_TASK TO CARRY OUT_
Reproduce the following lines word for word.

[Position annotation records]
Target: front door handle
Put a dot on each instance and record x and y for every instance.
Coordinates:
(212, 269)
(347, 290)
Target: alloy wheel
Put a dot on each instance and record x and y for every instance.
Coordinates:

_EXPECTED ANSWER_
Target: front door handle
Put a dot on each instance and record x and y for every instance.
Coordinates:
(212, 269)
(347, 290)
Target: alloy wheel
Put a dot on each instance and record x and y for every instance.
Coordinates:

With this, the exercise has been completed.